TASK TO CARRY OUT. Reproduce the listing below verbatim, keeping every line and its order unchanged.

++++ THE INPUT

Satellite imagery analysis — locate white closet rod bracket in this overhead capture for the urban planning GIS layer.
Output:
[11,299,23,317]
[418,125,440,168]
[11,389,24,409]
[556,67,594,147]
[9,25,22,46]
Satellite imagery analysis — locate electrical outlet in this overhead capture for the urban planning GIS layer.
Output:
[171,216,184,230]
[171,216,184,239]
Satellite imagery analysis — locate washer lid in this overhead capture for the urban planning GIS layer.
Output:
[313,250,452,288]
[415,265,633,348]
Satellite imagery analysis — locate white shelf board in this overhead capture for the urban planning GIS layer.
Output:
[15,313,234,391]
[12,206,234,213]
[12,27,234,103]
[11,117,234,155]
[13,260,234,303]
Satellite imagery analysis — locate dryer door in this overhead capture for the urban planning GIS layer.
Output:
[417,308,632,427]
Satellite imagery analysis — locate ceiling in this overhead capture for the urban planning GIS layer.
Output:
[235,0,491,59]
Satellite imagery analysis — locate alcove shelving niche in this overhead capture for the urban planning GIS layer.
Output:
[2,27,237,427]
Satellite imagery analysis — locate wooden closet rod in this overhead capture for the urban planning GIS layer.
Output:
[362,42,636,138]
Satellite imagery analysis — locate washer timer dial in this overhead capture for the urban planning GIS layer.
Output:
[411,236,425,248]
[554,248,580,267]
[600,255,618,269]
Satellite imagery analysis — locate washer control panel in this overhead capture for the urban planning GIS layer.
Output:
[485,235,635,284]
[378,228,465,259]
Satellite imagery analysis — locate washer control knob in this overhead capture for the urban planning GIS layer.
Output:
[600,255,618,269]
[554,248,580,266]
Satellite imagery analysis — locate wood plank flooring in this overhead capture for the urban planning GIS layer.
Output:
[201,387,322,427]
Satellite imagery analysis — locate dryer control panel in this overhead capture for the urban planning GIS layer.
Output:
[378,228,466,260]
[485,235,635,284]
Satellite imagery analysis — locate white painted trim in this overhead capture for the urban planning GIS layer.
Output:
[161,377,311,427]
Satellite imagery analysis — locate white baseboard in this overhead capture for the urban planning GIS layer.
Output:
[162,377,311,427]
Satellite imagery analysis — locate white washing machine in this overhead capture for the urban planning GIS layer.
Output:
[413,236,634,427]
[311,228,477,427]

++++++++

EXPECTED ANSWER.
Satellite imagery analysis — locate white closet rod bracket in this overhead capture for the urban planning GIS layer.
Output:
[11,299,23,317]
[418,125,440,168]
[11,389,24,409]
[556,67,594,147]
[9,25,22,46]
Satellite imagery analysis — locate electrical outlet in this overhead capture for the urban planning GIS layer.
Output:
[171,216,184,230]
[171,216,184,239]
Satellite imagery analysis — locate washer lid in this overhead capture for the urban planning GIS layer.
Output:
[313,250,452,288]
[415,265,633,348]
Satellite imagery analysis — locate white shelf board in this overhead capture for the urban planning GIS layer.
Output:
[15,313,234,391]
[12,206,234,213]
[12,27,234,103]
[11,117,234,155]
[13,260,234,303]
Satellite imagery analysis — locate dryer door in this overhead capture for the urban planning GIS layer.
Output:
[417,308,632,427]
Satellite imagery analysis — locate ceiling in this overhead capture for the urban planning GIS layer.
Output:
[235,0,491,59]
Satellite imagery analysis — locate alcove shelving niche in this overhead capture for the urban planning GIS layer.
Output:
[2,27,237,427]
Satellite imagery analysis — locate wooden closet rod in this overhead capture for the urban planning GIS layer.
Output:
[362,42,636,138]
Satellite imagery analysis — locate washer timer dial in this overhead capture for the urban planning GIS layer.
Output:
[411,236,425,248]
[554,248,580,267]
[600,255,618,269]
Satellite imagery analysis — locate washer control panel in this overhead capture for the urban planning GIS layer.
Output:
[485,235,635,284]
[378,228,465,259]
Satellite imagery analysis — locate washer control knob in this overhead capture for the urban planning GIS layer.
Output:
[600,255,618,269]
[554,248,580,266]
Satellite imagery analysis — locate wood plank flooring in this overhead capture for the urban planning GIS layer.
Output:
[201,387,322,427]
Satellite imagery analysis — locate dryer control panel in this overhead capture for the urban planning GIS layer.
Output:
[378,228,466,260]
[485,235,635,284]
Satellite imagery analysis — locate white painted trim in this overhead capture for the urban planning GIS layer.
Output:
[161,377,311,427]
Satellite imagery analysis — locate white baseboard in this overhead capture for the urban planning GIS layer.
Output:
[162,377,311,427]
Satellite imagery analysis — locate white washing machine in this overhead capture for the urban planning GIS layer.
Output:
[413,236,634,427]
[311,228,477,427]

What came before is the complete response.